## Start ENTRIES PROVIDED
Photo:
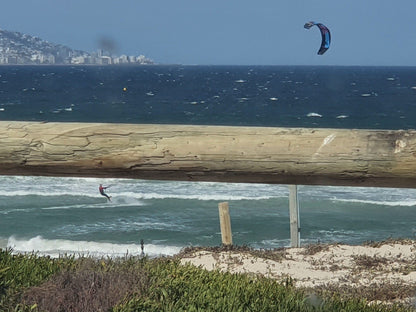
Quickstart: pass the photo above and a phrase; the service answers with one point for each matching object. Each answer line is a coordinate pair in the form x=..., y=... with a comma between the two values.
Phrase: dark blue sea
x=68, y=215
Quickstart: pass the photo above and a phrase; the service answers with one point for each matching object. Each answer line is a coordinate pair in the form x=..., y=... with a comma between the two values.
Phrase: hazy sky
x=245, y=32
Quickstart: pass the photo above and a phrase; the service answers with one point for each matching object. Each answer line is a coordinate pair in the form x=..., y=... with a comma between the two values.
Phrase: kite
x=326, y=36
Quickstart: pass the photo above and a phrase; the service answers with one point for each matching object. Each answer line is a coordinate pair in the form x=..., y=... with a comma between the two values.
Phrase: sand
x=385, y=267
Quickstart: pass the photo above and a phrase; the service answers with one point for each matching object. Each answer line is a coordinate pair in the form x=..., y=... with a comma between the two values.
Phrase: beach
x=378, y=272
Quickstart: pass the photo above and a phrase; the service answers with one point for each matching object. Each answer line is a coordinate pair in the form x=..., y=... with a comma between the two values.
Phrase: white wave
x=403, y=203
x=58, y=247
x=313, y=115
x=202, y=197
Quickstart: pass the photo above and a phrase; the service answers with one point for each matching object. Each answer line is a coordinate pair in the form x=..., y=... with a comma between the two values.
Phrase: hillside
x=19, y=48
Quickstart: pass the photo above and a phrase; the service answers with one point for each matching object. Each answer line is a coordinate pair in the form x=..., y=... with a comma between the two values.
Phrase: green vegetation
x=33, y=283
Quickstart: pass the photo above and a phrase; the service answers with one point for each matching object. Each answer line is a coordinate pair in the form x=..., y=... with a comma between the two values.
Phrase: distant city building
x=18, y=48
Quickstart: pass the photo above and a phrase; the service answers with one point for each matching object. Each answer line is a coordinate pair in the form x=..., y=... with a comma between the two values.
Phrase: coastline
x=382, y=272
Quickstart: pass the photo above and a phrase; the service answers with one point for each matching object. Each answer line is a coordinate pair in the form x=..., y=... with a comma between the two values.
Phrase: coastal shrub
x=162, y=284
x=19, y=271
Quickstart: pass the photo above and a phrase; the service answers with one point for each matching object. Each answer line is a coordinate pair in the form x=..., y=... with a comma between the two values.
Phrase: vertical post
x=294, y=216
x=225, y=224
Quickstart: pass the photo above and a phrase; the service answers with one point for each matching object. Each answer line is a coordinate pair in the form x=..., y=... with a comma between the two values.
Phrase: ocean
x=54, y=216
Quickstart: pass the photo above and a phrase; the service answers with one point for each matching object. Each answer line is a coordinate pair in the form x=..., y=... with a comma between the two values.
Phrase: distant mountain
x=19, y=48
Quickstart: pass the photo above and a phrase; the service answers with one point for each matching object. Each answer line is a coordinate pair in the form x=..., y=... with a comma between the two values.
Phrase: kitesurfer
x=101, y=189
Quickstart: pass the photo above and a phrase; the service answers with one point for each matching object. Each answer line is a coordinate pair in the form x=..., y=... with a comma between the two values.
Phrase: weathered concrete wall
x=210, y=153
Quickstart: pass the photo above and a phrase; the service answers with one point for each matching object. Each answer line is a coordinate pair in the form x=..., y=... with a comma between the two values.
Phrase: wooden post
x=225, y=224
x=294, y=216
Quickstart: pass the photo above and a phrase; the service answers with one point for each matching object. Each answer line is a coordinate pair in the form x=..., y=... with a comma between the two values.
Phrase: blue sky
x=240, y=32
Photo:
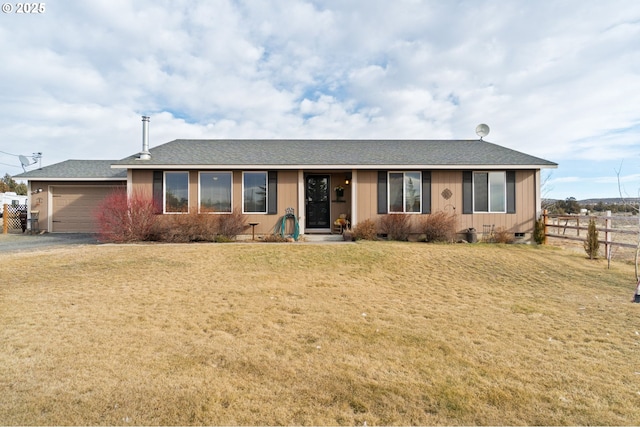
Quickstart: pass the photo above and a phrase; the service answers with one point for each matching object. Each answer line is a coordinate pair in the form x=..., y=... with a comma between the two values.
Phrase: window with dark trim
x=176, y=192
x=215, y=192
x=405, y=192
x=488, y=192
x=254, y=192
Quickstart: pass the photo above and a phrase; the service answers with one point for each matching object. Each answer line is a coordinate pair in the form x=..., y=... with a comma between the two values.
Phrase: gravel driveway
x=26, y=242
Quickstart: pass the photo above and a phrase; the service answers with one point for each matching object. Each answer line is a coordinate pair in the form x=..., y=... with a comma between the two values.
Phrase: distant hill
x=605, y=200
x=610, y=201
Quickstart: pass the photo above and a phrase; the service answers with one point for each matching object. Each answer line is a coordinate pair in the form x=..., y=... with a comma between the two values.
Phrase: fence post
x=544, y=217
x=607, y=235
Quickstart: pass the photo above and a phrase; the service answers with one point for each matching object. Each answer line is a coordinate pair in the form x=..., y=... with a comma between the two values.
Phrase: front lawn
x=375, y=332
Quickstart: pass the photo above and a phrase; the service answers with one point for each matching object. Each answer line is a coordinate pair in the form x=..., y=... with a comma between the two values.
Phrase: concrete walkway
x=24, y=242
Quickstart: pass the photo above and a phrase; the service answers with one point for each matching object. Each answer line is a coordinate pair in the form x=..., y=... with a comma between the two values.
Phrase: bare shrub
x=187, y=227
x=123, y=218
x=396, y=226
x=440, y=227
x=231, y=225
x=365, y=230
x=502, y=235
x=274, y=238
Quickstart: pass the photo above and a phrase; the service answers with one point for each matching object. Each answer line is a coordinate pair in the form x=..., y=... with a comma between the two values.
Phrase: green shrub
x=591, y=244
x=396, y=226
x=365, y=230
x=439, y=227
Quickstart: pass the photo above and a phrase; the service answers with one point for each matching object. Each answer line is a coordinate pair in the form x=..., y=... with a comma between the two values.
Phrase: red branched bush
x=125, y=219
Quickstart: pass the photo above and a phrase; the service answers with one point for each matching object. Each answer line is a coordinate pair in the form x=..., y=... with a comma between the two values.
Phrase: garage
x=73, y=207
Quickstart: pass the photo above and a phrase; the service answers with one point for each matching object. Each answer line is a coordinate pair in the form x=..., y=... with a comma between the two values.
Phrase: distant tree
x=7, y=183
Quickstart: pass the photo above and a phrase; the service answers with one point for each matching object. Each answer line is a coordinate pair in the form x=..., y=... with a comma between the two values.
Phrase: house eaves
x=76, y=170
x=333, y=154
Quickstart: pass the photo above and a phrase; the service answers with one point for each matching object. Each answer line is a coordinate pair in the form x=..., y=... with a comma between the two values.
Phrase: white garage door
x=73, y=208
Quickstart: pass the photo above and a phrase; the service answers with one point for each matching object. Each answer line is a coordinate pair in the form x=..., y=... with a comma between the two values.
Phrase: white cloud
x=554, y=79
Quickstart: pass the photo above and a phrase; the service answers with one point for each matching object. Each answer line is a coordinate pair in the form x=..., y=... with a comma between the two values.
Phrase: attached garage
x=65, y=195
x=73, y=208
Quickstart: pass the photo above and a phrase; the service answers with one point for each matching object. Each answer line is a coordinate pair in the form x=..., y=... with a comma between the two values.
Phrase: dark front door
x=318, y=203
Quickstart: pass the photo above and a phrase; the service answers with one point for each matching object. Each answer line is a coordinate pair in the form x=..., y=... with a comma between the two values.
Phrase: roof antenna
x=482, y=130
x=26, y=162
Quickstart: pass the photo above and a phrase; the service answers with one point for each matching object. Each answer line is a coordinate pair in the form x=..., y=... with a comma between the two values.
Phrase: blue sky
x=555, y=79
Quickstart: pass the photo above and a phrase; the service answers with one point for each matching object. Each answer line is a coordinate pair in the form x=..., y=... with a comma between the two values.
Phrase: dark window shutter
x=511, y=191
x=272, y=203
x=382, y=192
x=467, y=192
x=157, y=191
x=426, y=191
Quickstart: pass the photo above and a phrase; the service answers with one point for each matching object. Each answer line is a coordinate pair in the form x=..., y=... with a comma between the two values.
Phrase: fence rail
x=625, y=233
x=14, y=218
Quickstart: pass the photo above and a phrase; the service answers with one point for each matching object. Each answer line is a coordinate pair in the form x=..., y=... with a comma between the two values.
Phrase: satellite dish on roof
x=482, y=130
x=26, y=162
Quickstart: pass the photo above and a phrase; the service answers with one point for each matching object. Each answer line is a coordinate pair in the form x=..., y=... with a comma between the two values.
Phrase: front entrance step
x=323, y=238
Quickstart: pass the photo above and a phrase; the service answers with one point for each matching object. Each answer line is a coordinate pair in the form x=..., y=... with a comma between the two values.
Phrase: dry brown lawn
x=375, y=332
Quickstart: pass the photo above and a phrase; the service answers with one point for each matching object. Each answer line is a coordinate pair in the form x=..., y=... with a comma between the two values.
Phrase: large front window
x=176, y=193
x=489, y=192
x=215, y=192
x=254, y=190
x=405, y=192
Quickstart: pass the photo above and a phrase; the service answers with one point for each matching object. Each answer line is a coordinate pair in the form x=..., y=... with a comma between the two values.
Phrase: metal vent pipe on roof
x=145, y=154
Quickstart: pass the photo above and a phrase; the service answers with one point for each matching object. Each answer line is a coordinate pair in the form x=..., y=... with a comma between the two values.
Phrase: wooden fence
x=620, y=231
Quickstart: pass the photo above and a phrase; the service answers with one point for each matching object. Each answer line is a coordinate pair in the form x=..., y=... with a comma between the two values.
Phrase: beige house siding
x=289, y=187
x=43, y=203
x=520, y=222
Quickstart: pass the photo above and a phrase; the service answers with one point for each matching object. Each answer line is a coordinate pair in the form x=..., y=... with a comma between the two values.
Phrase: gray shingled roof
x=342, y=153
x=77, y=169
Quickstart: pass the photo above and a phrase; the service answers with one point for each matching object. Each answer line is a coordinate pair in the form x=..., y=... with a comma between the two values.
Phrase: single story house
x=482, y=183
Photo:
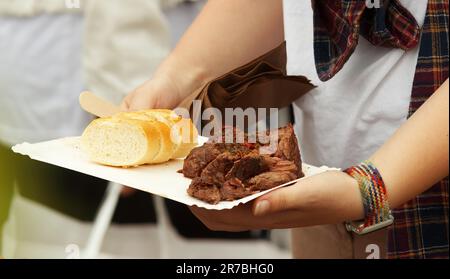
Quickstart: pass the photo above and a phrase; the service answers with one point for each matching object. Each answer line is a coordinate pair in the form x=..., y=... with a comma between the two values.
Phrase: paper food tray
x=160, y=179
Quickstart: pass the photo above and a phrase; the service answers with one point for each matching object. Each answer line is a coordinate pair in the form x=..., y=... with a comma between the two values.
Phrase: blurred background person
x=50, y=51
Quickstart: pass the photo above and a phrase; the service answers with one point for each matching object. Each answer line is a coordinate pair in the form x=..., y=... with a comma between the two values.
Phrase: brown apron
x=263, y=83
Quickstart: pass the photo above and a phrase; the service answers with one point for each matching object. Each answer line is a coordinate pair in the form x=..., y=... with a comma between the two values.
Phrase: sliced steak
x=204, y=192
x=268, y=180
x=234, y=189
x=249, y=166
x=215, y=172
## End ENTRIES PROVIDED
Convert the entries, from the very first line through the line that contains "x=33, y=283", both included, into a JSON list of strings with one string per line and no blank lines. Leave out the pictures.

[
  "Photo:",
  "Quickstart: pass the photo above and a phrase; the service answers with one point for each matching object. Each answer line is a coordinate pair in the form x=..., y=... with a comma between the two values.",
  "Phrase: dark blue sea",
  "x=68, y=215",
  "Quickstart: pass the photo above and a phrase; the service answers with one point for each matching object. Each answer line is a coordinate pair in the form x=..., y=... with a comma between the two values.",
  "Phrase: hazy sky",
  "x=245, y=32",
  "Quickstart: pass the photo above and a phrase; the service answers with one point for each matching object. Each answer line is a coordinate pair in the form x=..., y=... with a comma between the two values.",
  "Phrase: kite",
  "x=326, y=36",
  "Quickstart: pass the photo above and a phrase; the service answers with one point for each matching object. Each answer line is a coordinate pair in the form x=..., y=... with a comma between the two values.",
  "Phrase: sand",
  "x=385, y=267",
  "Quickstart: pass the photo above and a phrase; the service answers with one point for each matching object. Each answer line is a coordinate pair in the form x=..., y=... with a comma between the two values.",
  "Phrase: beach",
  "x=378, y=272",
  "Quickstart: pass the photo above and a phrase; the service answers with one point for each matching object. Each answer line is a coordinate pair in the form x=..., y=... with a comma between the two values.",
  "Phrase: white wave",
  "x=403, y=203",
  "x=58, y=247",
  "x=313, y=115",
  "x=202, y=197",
  "Quickstart: pass the photo above and a phrase; the service answers with one point for each matching object. Each answer line is a coordinate pair in the form x=..., y=... with a comma between the two values.",
  "Phrase: hillside",
  "x=19, y=48",
  "Quickstart: pass the photo above and a phrase; the service answers with one point for each matching object. Each answer line is a coordinate pair in the form x=..., y=... with a comma between the two values.",
  "Phrase: green vegetation",
  "x=33, y=283"
]